_Data records_.
>>>
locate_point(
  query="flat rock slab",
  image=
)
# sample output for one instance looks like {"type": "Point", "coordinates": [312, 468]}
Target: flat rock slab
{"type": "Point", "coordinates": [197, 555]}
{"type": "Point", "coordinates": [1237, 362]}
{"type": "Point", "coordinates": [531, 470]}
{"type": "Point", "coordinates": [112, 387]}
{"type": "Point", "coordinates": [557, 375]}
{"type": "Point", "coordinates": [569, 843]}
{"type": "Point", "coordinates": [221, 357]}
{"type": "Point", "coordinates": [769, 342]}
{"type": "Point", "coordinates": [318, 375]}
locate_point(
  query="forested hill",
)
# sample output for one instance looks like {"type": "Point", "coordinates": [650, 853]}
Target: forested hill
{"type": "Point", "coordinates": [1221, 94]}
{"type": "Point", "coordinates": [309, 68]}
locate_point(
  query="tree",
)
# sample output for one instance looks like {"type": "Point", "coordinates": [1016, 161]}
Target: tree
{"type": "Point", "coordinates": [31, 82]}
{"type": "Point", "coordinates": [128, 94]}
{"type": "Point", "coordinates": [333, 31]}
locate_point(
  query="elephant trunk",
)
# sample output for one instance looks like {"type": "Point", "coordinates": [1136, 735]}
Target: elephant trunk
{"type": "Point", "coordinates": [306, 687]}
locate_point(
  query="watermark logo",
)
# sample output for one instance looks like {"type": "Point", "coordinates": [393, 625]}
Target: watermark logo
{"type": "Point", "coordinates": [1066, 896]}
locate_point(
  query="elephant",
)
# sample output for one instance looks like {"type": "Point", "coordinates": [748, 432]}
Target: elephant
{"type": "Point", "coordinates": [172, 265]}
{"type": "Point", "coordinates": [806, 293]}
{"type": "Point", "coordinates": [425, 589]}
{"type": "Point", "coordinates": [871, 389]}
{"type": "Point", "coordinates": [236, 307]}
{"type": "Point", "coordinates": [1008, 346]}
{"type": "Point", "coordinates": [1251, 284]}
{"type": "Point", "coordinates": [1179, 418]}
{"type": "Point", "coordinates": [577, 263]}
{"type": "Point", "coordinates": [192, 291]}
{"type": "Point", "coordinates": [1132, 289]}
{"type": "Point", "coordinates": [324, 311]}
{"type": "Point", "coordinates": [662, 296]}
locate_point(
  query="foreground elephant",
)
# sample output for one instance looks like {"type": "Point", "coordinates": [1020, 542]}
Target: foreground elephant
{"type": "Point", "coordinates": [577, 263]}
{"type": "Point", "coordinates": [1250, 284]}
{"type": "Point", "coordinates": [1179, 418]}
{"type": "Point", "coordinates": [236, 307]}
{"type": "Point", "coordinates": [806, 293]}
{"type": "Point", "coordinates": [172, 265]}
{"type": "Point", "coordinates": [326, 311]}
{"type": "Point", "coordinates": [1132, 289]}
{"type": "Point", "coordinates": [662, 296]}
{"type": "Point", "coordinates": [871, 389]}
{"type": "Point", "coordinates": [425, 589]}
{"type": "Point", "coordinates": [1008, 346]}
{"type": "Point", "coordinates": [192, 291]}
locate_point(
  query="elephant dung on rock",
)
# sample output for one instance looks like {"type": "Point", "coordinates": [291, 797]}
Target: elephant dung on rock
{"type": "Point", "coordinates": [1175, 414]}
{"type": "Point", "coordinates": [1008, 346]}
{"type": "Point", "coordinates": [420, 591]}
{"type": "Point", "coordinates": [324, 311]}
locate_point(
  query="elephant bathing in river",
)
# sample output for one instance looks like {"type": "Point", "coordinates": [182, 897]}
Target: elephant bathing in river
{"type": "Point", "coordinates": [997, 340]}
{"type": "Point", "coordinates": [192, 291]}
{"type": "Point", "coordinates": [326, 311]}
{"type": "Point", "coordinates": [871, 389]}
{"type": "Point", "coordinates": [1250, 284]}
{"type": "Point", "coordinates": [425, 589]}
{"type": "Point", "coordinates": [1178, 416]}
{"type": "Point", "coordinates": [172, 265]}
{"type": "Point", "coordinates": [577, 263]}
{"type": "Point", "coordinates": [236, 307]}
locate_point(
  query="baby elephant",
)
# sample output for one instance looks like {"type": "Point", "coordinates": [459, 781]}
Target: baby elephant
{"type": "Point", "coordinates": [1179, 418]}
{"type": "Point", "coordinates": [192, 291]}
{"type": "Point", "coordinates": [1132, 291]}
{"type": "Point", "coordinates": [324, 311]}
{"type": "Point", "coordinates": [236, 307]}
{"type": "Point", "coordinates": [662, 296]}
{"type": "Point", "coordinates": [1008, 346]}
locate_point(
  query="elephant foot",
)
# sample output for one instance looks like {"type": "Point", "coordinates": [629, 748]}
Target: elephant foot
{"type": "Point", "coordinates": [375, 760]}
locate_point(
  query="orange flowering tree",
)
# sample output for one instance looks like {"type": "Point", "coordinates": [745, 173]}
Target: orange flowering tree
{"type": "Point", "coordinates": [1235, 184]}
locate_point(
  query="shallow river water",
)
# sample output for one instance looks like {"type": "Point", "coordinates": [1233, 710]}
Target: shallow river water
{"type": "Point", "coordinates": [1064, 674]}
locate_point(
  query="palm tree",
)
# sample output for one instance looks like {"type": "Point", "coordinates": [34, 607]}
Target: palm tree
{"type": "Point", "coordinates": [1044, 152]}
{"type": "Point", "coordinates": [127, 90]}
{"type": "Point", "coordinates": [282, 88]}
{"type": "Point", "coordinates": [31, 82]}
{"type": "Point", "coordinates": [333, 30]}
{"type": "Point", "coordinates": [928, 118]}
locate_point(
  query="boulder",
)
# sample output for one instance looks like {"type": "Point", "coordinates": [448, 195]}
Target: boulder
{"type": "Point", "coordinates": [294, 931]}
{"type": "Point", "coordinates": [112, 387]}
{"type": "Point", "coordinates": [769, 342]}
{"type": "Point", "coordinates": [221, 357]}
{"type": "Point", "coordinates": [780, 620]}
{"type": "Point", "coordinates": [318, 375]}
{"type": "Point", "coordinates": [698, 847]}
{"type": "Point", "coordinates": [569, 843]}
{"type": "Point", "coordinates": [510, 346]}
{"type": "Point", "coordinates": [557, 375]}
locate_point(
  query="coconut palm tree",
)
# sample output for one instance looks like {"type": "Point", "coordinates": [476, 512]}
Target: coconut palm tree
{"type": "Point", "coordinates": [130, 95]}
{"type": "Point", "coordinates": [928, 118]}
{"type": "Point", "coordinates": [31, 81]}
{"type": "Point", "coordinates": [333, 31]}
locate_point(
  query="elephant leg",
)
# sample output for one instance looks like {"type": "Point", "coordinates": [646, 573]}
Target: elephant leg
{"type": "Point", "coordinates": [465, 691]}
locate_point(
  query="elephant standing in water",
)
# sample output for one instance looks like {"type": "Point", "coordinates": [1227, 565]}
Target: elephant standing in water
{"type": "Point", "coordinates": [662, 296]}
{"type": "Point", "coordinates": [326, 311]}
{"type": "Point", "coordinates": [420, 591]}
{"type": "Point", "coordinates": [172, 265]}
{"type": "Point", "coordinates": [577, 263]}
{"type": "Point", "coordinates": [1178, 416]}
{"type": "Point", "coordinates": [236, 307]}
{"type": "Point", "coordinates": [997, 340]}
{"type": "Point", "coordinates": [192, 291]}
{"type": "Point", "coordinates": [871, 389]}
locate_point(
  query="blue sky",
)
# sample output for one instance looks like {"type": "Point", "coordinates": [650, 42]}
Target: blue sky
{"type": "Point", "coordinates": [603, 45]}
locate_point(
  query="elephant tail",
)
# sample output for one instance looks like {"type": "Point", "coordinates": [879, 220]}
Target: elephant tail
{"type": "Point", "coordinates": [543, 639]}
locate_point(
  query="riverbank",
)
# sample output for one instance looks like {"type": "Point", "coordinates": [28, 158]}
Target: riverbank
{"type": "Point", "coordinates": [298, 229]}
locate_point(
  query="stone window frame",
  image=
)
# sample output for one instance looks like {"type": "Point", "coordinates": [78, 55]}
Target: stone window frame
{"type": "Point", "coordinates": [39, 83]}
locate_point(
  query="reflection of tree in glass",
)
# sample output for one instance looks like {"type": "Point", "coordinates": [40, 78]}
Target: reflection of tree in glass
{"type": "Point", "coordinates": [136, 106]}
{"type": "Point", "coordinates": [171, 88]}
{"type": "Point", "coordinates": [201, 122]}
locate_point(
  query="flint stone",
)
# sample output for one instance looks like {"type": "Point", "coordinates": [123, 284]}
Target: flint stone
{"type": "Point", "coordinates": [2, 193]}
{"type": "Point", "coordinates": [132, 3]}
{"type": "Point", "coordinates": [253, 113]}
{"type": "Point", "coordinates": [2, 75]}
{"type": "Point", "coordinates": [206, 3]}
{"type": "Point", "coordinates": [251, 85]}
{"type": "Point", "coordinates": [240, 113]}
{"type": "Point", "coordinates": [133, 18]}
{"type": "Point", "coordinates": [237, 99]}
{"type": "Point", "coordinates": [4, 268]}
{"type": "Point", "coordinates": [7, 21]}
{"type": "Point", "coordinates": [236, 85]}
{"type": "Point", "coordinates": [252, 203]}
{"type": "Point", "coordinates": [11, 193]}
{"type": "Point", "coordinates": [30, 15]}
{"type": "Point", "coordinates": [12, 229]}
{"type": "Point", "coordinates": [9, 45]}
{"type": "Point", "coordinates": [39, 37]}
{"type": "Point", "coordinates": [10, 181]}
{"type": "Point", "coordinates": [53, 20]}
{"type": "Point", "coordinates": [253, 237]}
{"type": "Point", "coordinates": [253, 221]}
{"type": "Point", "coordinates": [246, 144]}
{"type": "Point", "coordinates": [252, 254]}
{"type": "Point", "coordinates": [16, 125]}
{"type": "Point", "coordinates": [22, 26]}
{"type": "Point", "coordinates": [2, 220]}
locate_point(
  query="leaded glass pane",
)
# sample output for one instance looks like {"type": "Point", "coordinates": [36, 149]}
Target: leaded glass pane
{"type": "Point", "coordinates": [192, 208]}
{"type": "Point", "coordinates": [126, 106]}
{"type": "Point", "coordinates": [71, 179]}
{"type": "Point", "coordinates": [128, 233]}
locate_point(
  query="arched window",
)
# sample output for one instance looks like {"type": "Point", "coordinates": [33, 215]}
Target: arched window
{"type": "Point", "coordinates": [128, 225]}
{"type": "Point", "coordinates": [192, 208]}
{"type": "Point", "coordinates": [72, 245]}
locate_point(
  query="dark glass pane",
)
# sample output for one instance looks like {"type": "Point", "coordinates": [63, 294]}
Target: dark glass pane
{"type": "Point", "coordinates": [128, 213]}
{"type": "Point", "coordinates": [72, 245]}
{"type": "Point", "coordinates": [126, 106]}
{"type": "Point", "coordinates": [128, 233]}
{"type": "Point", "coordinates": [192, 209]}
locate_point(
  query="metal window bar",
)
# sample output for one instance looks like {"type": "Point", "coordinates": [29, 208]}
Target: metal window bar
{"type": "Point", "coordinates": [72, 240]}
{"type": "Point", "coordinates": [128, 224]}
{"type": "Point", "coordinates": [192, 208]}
<<<
Collect every line above that contains the string "watermark" and copy each one in full. Case counts in the match.

_Reply_.
  query="watermark logo",
Target: watermark logo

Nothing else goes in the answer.